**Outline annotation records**
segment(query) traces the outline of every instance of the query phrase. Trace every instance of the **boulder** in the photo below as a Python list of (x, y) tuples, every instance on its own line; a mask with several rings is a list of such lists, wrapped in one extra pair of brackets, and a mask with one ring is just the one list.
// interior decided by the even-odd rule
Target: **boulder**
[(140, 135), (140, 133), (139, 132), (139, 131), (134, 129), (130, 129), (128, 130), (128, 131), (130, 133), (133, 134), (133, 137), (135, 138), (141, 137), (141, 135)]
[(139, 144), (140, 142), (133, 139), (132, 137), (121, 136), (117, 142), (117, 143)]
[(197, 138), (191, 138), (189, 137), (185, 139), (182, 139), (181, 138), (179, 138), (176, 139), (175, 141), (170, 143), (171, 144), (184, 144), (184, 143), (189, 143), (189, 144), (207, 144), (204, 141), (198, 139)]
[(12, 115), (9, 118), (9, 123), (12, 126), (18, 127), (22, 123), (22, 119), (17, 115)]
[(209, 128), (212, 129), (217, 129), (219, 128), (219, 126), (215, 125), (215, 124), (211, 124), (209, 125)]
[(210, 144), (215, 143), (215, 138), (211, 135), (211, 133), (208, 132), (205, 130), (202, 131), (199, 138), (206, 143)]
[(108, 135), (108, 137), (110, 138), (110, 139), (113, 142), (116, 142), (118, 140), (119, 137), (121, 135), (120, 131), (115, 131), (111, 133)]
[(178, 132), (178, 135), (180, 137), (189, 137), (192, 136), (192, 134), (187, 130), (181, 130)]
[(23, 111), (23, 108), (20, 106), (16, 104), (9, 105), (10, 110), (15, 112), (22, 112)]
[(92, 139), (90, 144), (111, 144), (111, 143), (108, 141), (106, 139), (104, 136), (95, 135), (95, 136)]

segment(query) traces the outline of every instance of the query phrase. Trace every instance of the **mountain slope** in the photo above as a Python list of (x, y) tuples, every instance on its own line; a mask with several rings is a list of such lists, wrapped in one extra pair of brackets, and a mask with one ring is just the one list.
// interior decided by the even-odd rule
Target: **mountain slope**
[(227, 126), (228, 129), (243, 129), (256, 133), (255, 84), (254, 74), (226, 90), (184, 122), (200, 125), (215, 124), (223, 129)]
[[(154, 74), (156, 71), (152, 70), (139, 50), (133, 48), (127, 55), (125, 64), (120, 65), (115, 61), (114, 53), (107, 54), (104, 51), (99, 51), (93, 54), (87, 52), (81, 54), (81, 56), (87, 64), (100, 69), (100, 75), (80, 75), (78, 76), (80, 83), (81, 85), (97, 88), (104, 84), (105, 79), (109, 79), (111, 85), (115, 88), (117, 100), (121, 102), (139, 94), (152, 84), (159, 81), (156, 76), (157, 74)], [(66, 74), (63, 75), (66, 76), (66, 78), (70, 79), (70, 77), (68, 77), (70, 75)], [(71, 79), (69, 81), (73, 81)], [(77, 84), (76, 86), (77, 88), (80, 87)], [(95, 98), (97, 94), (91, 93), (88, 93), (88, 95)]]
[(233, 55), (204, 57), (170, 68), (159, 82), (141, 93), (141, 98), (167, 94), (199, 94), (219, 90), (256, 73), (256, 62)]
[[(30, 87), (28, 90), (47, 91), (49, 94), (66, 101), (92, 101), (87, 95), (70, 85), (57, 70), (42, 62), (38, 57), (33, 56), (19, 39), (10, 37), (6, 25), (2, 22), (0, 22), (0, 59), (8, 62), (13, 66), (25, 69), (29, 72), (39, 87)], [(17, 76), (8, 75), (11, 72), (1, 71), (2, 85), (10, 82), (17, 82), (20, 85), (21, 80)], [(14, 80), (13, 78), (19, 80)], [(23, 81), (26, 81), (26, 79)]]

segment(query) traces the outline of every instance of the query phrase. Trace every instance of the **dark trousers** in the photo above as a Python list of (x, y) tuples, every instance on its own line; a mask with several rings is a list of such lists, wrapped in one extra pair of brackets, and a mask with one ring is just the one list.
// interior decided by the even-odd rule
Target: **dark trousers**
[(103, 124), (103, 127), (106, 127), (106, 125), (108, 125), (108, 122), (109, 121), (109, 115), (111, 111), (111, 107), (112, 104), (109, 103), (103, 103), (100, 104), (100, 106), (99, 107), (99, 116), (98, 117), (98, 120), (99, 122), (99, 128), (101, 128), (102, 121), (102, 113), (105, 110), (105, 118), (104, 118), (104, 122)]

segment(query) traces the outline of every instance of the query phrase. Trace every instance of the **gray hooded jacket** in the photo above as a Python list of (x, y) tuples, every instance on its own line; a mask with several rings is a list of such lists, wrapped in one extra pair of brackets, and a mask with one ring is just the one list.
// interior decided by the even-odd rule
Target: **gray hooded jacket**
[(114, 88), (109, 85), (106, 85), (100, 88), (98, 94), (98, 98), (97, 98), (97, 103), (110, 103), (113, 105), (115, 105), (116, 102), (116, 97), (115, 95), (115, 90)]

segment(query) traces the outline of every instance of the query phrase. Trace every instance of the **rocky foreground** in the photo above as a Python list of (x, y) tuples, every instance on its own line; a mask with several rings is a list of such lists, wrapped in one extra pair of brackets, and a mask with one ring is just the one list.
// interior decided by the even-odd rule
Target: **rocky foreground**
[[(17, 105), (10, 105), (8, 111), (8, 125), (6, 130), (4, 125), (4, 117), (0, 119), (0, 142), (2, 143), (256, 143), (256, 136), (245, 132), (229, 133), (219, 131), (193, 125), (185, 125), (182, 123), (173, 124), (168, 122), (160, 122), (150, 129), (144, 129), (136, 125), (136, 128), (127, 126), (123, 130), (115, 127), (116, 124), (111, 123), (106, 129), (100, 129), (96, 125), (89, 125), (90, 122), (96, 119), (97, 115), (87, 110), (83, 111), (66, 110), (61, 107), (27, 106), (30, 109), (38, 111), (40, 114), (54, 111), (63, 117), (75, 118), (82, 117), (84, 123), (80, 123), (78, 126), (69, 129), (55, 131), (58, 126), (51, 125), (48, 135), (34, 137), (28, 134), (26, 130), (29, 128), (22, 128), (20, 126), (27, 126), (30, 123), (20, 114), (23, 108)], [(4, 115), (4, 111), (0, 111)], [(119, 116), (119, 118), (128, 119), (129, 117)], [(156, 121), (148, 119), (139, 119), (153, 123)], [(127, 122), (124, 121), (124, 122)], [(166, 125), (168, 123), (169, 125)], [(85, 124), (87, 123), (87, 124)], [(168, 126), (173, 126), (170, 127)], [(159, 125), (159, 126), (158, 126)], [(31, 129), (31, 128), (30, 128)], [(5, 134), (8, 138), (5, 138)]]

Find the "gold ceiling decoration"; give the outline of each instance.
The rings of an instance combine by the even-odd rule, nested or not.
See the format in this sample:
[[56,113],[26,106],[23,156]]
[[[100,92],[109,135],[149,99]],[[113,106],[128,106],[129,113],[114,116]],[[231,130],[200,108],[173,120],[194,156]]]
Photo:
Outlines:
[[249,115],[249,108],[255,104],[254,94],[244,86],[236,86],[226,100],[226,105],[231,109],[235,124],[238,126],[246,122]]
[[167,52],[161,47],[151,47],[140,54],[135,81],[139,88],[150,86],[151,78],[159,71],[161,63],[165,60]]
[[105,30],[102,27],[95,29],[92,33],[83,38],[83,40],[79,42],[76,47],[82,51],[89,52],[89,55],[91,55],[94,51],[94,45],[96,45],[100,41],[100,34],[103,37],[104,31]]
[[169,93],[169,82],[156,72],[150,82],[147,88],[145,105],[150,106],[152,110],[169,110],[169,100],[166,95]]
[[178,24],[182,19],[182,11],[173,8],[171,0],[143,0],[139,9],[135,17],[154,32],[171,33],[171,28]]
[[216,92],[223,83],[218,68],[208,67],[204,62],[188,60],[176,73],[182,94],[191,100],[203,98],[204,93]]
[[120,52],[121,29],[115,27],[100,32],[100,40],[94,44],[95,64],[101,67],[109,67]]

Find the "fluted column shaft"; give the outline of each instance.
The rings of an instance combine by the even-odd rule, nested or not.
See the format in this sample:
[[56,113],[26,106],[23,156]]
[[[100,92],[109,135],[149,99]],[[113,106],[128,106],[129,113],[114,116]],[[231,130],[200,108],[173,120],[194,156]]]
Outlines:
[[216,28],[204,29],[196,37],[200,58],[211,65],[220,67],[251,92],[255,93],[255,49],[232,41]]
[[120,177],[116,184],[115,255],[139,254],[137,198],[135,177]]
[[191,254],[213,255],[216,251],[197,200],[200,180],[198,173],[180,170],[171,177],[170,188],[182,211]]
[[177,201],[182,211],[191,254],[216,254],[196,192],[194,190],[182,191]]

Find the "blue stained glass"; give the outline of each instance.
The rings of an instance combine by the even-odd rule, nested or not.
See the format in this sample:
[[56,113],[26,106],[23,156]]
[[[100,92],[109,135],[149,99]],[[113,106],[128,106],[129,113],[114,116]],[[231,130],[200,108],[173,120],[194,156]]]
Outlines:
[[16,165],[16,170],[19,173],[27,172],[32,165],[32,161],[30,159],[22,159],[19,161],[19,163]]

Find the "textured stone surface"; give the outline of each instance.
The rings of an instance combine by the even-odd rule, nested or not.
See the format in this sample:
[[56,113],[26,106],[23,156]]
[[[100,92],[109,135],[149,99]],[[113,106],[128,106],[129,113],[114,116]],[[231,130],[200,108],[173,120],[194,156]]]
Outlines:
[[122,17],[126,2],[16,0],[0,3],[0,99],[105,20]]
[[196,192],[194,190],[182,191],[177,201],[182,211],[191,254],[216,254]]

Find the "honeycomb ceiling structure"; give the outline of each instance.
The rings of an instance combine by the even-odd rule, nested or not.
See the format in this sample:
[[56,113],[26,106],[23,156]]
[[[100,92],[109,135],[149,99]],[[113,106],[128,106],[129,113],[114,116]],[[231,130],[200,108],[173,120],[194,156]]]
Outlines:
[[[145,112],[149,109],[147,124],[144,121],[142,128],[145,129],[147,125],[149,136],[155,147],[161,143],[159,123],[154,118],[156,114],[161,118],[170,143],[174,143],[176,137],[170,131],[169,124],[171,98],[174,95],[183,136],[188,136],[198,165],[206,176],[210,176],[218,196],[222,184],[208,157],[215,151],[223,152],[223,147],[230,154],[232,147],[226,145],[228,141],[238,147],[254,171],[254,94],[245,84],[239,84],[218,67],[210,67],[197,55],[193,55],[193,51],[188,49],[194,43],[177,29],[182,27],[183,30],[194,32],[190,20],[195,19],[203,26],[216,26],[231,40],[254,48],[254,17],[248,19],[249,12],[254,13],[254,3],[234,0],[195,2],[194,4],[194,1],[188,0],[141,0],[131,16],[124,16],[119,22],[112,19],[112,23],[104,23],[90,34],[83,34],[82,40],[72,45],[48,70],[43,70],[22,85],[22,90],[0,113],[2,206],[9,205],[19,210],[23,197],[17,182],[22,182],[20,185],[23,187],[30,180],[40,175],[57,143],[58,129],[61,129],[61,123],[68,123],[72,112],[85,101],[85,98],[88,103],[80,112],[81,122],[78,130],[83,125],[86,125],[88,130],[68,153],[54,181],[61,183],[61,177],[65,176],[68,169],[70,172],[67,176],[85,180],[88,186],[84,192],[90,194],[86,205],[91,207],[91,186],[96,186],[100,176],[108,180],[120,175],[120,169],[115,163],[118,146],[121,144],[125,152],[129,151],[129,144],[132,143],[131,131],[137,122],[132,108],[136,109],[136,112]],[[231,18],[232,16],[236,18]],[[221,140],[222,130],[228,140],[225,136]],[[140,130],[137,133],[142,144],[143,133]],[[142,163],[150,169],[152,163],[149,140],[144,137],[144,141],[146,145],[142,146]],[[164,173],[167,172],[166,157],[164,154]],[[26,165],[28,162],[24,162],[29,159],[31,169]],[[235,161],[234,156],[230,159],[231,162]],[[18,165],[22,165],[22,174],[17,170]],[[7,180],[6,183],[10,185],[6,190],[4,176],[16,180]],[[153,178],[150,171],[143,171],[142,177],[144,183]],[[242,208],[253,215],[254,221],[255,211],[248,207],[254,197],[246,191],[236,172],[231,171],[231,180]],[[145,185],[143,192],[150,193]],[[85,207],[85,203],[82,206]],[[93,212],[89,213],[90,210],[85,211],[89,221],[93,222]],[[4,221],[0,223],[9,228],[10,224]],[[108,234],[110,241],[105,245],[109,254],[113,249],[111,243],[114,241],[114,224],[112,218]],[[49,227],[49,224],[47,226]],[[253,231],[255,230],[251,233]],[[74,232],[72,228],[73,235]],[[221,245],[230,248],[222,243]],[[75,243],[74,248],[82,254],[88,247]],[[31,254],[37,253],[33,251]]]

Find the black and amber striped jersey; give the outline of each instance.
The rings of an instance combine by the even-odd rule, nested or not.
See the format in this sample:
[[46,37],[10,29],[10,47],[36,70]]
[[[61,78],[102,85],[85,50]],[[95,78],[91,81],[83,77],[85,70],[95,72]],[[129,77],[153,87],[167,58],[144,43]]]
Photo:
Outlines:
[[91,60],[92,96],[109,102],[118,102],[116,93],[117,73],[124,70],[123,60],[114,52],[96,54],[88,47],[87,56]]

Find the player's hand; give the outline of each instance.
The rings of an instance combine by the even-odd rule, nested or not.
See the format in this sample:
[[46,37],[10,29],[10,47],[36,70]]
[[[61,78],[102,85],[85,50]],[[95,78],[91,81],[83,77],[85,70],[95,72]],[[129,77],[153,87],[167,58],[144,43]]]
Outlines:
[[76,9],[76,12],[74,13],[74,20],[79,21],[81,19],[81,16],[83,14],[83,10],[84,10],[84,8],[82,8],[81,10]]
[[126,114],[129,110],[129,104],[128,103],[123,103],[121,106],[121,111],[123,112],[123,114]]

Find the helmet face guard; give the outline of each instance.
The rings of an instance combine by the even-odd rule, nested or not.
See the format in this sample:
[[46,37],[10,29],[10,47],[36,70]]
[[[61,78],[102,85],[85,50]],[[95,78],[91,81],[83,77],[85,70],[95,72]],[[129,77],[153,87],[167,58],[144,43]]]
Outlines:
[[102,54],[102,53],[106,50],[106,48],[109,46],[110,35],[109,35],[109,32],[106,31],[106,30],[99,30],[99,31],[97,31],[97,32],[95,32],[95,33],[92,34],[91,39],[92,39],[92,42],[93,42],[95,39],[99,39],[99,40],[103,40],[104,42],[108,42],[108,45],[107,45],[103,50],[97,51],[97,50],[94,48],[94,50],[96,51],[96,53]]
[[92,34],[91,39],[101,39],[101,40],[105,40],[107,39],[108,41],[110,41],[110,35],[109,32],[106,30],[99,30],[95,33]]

**EXERCISE PROMPT**
Each line from the one containing "Find the black" through the end of the entries, both included, is to be returned exactly, with no other lines.

**RESULT BELOW**
Find the black and amber striped jersey; give the outline of each instance.
The rings of an instance combine by the even-odd rule, nested or not.
See the format in this sample:
[[46,37],[10,29],[10,47],[36,70]]
[[[61,78],[102,85],[85,50]],[[95,78],[91,81],[83,77],[85,70],[95,72]],[[129,77],[153,87],[167,58],[144,43]]]
Photo:
Outlines:
[[91,60],[92,96],[109,102],[118,102],[116,93],[117,73],[124,70],[123,60],[114,52],[96,54],[88,47],[87,56]]

Find the player's hand; give the outline of each instance.
The rings of an instance combine by the even-odd rule, nested or not.
See the format in this sample:
[[46,37],[10,29],[10,47],[36,70]]
[[[61,78],[102,85],[85,50]],[[95,78],[91,81],[83,77],[85,70],[95,72]],[[129,77],[153,87],[167,58],[144,43]]]
Outlines:
[[76,9],[76,12],[74,13],[74,20],[79,21],[81,19],[81,16],[83,14],[83,10],[84,10],[84,8],[82,8],[81,10]]
[[126,114],[129,110],[129,104],[128,103],[123,103],[121,106],[121,111],[123,112],[123,114]]

Find the helmet face guard; give the outline of each instance.
The rings of an instance combine by the even-odd rule, nested or not.
See the format in this sample:
[[46,37],[10,29],[10,47],[36,70]]
[[[61,78],[102,85],[85,50]],[[95,78],[91,81],[83,77],[85,70],[95,72]],[[129,77],[153,87],[167,58],[144,43]]]
Outlines:
[[102,54],[102,53],[106,50],[106,48],[109,46],[110,35],[109,35],[109,32],[106,31],[106,30],[99,30],[99,31],[97,31],[97,32],[95,32],[95,33],[92,34],[91,39],[92,39],[92,42],[93,42],[95,39],[99,39],[99,40],[103,40],[104,42],[108,42],[108,45],[107,45],[103,50],[97,51],[97,50],[94,48],[94,50],[96,51],[96,53]]
[[92,34],[91,39],[101,39],[101,40],[105,40],[107,39],[108,41],[110,41],[110,35],[109,32],[106,30],[99,30],[95,33]]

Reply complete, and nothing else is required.